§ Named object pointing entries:
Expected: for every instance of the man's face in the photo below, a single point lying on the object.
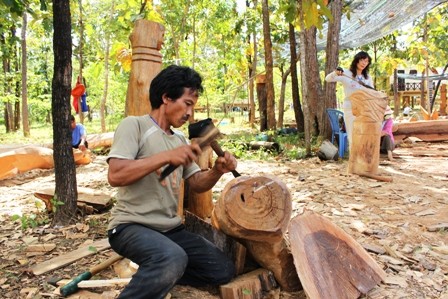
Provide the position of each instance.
(362, 63)
(178, 112)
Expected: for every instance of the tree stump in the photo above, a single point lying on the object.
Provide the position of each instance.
(257, 210)
(368, 106)
(146, 40)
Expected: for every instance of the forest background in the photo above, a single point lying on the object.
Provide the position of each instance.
(228, 42)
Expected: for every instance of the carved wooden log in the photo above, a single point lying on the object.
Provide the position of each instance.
(368, 106)
(257, 211)
(146, 40)
(330, 263)
(201, 204)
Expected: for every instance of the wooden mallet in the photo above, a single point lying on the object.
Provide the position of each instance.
(72, 286)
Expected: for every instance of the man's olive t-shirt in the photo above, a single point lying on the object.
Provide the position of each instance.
(148, 201)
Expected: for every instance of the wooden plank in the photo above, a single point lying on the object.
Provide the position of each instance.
(66, 259)
(249, 286)
(330, 263)
(40, 247)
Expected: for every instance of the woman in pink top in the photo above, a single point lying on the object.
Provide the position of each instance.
(352, 80)
(387, 138)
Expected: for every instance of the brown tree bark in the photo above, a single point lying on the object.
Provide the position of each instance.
(65, 172)
(81, 58)
(146, 40)
(269, 67)
(311, 85)
(281, 99)
(262, 102)
(368, 106)
(298, 112)
(332, 61)
(106, 76)
(25, 122)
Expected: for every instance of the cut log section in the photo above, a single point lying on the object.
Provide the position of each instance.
(368, 107)
(426, 130)
(60, 261)
(257, 211)
(98, 200)
(22, 159)
(251, 285)
(330, 263)
(232, 248)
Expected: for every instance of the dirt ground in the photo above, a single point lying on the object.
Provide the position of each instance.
(403, 224)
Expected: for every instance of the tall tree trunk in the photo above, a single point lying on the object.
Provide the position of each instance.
(311, 85)
(252, 70)
(106, 76)
(8, 111)
(332, 58)
(15, 83)
(298, 112)
(64, 163)
(281, 100)
(269, 66)
(81, 60)
(25, 123)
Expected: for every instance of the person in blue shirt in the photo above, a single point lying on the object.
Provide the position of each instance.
(79, 135)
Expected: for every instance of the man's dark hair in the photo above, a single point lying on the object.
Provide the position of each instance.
(356, 59)
(172, 81)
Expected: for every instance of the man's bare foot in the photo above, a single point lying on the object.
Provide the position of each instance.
(389, 156)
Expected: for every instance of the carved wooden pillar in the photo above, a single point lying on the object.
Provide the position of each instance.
(368, 106)
(262, 102)
(443, 100)
(146, 40)
(256, 211)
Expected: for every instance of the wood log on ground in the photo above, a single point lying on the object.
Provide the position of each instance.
(330, 263)
(368, 106)
(251, 285)
(265, 145)
(66, 259)
(25, 158)
(146, 40)
(99, 201)
(231, 247)
(100, 140)
(257, 210)
(426, 130)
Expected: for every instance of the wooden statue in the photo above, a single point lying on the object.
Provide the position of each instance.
(256, 211)
(368, 106)
(146, 40)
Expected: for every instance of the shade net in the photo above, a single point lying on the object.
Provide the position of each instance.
(370, 20)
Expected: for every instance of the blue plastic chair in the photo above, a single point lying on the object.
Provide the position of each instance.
(336, 129)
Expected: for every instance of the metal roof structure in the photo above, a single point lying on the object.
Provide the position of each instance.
(370, 20)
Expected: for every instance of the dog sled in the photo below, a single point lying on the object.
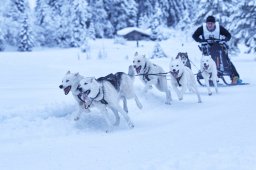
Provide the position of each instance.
(218, 50)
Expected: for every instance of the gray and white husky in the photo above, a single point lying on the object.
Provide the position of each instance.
(151, 75)
(105, 92)
(209, 72)
(182, 77)
(69, 83)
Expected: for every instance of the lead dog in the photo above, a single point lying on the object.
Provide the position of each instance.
(184, 58)
(69, 83)
(103, 94)
(209, 72)
(151, 74)
(183, 77)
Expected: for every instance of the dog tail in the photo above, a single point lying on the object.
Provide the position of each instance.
(131, 71)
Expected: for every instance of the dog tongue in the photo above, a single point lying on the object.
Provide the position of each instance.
(138, 69)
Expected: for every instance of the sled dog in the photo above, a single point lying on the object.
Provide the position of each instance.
(184, 58)
(69, 83)
(103, 94)
(209, 72)
(151, 74)
(183, 77)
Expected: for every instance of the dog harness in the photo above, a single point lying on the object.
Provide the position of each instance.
(145, 76)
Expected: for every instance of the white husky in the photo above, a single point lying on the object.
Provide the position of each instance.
(209, 72)
(183, 77)
(103, 94)
(151, 74)
(69, 83)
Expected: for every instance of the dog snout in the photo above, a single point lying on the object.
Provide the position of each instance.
(79, 88)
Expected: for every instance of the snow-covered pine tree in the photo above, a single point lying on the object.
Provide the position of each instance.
(25, 39)
(145, 12)
(45, 25)
(243, 25)
(80, 17)
(2, 44)
(99, 18)
(13, 18)
(123, 13)
(158, 52)
(91, 31)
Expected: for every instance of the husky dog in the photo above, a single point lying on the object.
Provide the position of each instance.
(183, 77)
(69, 83)
(123, 83)
(151, 74)
(184, 58)
(103, 94)
(209, 72)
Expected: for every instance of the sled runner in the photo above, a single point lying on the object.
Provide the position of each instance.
(218, 50)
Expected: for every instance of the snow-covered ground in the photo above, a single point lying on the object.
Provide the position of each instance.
(37, 130)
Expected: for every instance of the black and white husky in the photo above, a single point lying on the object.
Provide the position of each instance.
(182, 77)
(69, 83)
(151, 75)
(209, 72)
(184, 58)
(105, 92)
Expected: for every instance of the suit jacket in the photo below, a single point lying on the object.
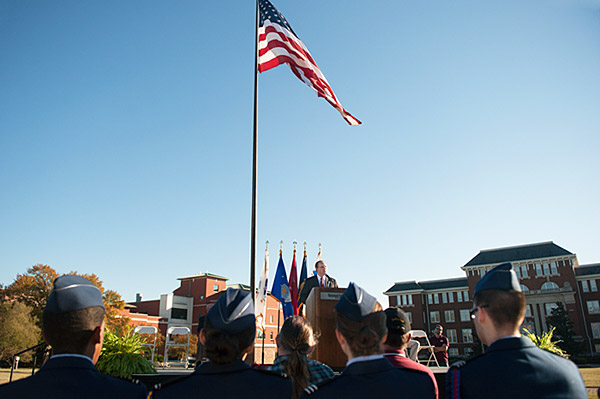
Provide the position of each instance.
(515, 368)
(71, 377)
(375, 379)
(235, 380)
(312, 282)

§ WRITTEN REQUEST: Convert the records above into a Markdown table with columns "No." and "Text," one row per line and no blank lines, starting at the line with "Expected: for every instance of the dog harness" and running through the last line of the records. Leave the pictures out of the table.

§ EXPECTED ANSWER:
| No. | Text |
|---|---|
| 1 | Expected: for every instance of the dog harness in the photo above, a single point lying on the object. |
| 2 | Provide the position of each instance. |
| 3 | (145, 76) |
| 4 | Expected: for every instance of the white husky in the photo above, a single point lying on the object. |
| 5 | Provide the position of each instance. |
| 6 | (209, 72) |
| 7 | (183, 77) |
| 8 | (103, 94) |
| 9 | (151, 74) |
| 10 | (69, 83) |
| 11 | Expected: for every instance of the dog snout in the photo above, a single point lying on the object. |
| 12 | Provide the position of each instance. |
| 13 | (79, 88) |
| 14 | Expected: for every instance of the snow-covered pine tree in the photo above, a single point lying on the object. |
| 15 | Provide the position of each instance. |
| 16 | (25, 39) |
| 17 | (145, 12) |
| 18 | (45, 25) |
| 19 | (243, 25) |
| 20 | (80, 17) |
| 21 | (2, 44) |
| 22 | (99, 18) |
| 23 | (13, 18) |
| 24 | (123, 13) |
| 25 | (158, 52) |
| 26 | (91, 31) |
| 27 | Expected: for every instance of the husky dog in the photo above, a single point lying on the object. |
| 28 | Provide the position of each instance. |
| 29 | (183, 77) |
| 30 | (69, 83) |
| 31 | (123, 83) |
| 32 | (151, 74) |
| 33 | (184, 58) |
| 34 | (103, 94) |
| 35 | (209, 72) |
| 36 | Expected: for every instance of the sled runner in the photo above, a single point lying on the object. |
| 37 | Provide the position of each instance. |
| 38 | (218, 50) |
| 39 | Expected: for every instance of the snow-covered ground in the photo above, a single point lying on the object. |
| 40 | Provide the position of each instance. |
| 41 | (37, 130) |
| 42 | Expected: for every instance of the black and white husky in the photo above, a single point lying on the object. |
| 43 | Provide the position of each instance. |
| 44 | (182, 77) |
| 45 | (69, 83) |
| 46 | (151, 75) |
| 47 | (209, 72) |
| 48 | (184, 58) |
| 49 | (105, 92) |
| 50 | Expected: for every instance of the suit jacket in the photo below, a single point lying on the object. |
| 51 | Provide the position of each instance. |
| 52 | (515, 368) |
| 53 | (71, 377) |
| 54 | (375, 379) |
| 55 | (235, 380) |
| 56 | (312, 282) |